◆ DATASET RECORDS ◆
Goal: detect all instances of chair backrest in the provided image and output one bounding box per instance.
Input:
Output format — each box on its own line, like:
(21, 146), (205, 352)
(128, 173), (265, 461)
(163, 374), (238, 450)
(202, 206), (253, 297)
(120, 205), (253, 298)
...
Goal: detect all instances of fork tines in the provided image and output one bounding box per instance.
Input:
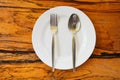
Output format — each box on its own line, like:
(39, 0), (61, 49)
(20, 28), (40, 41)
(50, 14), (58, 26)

◆ WORK REQUIRED ◆
Could you count the lines in the entries that hold the word "Goal"? Only the number is wanted.

◆ TASK ANSWER ◆
2